• **Given task 1**
Copy from the entries below, word for word, the lines from the one containing "snow-covered mountain, which" through the one containing "x=296, y=88", including both of those lines.
● ● ● ● ● ● ●
How does his view regarding the timing of the first resurrection differ from historical premil, if any then? And how would Postmil fall into these passages, as some reformed do hold to that view?


----------



## Ask Mr. Religion (Mar 2, 2017)

Dachaser said:


> How does his view regarding the timing of the first resurrection differ from historical premil, if any then? And how would Postmil fall into these passages, as some reformed do hold to that view?


Detailed answers are the proper subject of a separate thread. Best that one seek out one of the more thorough treatments I listed above.

For me at least, any view, including, dispensational, and even historic premillennial (so-called _non-dispensational Premillennialism_), that encompasses earthly millennial reigning dishonorably implies Our Lord has abdicated from _sitting at the right hand of God_ (e.g., Eph. 1:20-23; Col. 3:1-4; Rom. 8:34). I refuse to go there. 

_Post-millennial_ views are basically _amillennial_ views, with _recapitulation_—parallels covering the same ground from different perspectives (Rev. 1-3; Rev. 4-7; Rev. 8-11; Rev. 12-14; Rev. 15-16; Rev. 17-19; Rev. 20-22.)—_progressively_ applied to the _symbolism_ of Revelation (see explanation in Hendrickson's _More Than Conquerors_), said symbolism being such that many fulfillments in the unfolding of church history could be allowed. As an example, in _amillennialism_, Rev. 20:1 is _not_ describing something following in chronologically order what is described in Rev. 19 (Second Coming). Rather, Rev. 20:1 moves us to the start of the New Testament era and _recapitulates_ the entire present age.
● ● ● ● ● ● ●
• **Given task 2**
Continue the forum discussion of millennial views from the point at which it stops.

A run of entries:
● ● ● ● ● ● ●
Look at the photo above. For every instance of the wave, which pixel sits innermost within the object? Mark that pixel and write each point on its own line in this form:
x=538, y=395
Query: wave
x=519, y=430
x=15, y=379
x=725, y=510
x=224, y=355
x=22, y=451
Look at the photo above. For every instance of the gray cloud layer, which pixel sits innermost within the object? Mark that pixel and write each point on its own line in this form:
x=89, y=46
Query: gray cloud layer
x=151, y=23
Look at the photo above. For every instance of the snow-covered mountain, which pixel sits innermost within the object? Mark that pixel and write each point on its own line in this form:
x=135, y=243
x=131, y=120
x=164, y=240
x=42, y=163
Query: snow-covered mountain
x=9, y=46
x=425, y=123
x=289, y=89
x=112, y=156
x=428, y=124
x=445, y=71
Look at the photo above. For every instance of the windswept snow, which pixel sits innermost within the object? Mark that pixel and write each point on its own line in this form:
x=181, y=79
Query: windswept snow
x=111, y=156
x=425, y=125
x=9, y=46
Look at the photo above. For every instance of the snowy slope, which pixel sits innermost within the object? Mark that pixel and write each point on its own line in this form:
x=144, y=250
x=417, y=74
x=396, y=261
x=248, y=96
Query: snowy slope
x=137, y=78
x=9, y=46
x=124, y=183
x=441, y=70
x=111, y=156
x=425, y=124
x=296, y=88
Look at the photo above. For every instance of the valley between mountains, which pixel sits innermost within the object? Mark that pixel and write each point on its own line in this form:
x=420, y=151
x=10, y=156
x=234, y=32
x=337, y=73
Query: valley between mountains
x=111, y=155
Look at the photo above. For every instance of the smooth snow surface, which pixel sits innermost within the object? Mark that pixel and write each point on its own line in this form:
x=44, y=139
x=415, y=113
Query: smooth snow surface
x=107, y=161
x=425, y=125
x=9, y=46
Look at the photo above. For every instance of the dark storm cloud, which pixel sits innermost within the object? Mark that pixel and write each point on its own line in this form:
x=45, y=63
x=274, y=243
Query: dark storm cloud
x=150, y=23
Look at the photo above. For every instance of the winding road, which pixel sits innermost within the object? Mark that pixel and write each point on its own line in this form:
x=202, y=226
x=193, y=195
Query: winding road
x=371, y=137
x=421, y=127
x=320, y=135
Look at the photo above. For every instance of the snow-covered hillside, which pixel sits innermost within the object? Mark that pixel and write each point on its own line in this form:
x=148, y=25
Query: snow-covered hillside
● ● ● ● ● ● ●
• **Written answer 1**
Look at the photo above. For every instance of the snow-covered mountain, which pixel sits innermost within the object? Mark that pixel and write each point on its own line in this form:
x=135, y=243
x=131, y=120
x=164, y=240
x=42, y=163
Query: snow-covered mountain
x=9, y=46
x=425, y=123
x=289, y=89
x=112, y=156
x=428, y=124
x=445, y=71
Look at the photo above. For every instance of the windswept snow, which pixel sits innermost within the object? Mark that pixel and write each point on its own line in this form:
x=181, y=79
Query: windswept snow
x=111, y=156
x=425, y=125
x=9, y=46
Look at the photo above. For every instance of the snowy slope, which pixel sits innermost within the object? Mark that pixel and write each point on its own line in this form:
x=144, y=250
x=417, y=74
x=396, y=261
x=248, y=96
Query: snowy slope
x=137, y=78
x=9, y=46
x=124, y=183
x=441, y=70
x=111, y=156
x=425, y=124
x=296, y=88

• **Written answer 2**
----------



## Dachaser (Mar 3, 2017)

Some reformed through history have held to the historical PreMil position though, correct? And not sure why Jesus coming to earth to set up the Kingdom would mean that He was no longer in position to rule, as he would be moving going from status as High Priest to the ruling King then?

And would not Post Mil viewpoint have the problem of having the Church bringing the Kingdom in full here upon the earth, and yet Jesus and the Apostles all wrote that it will be getting worse, not better before he returns?


----------



## Ask Mr. Religion (Mar 3, 2017)

Dachaser said:


> Some reformed through history have held to the historical PreMil position though, correct?


David,

Are you asking me a question (1) you do not have an answer to or (2) are you merely seeking my confirmation or rejection of what you have discovered on your own? If (2), the feel free to share what your own studies have revealed to save those of us responding to you some time. This will relieve me of the uneasy feeling of being cross-examined. 

Note:


Ask Mr. Religion said:


> Detailed answers are the proper subject of a separate thread. Best that one seek out one of the more thorough treatments I listed above.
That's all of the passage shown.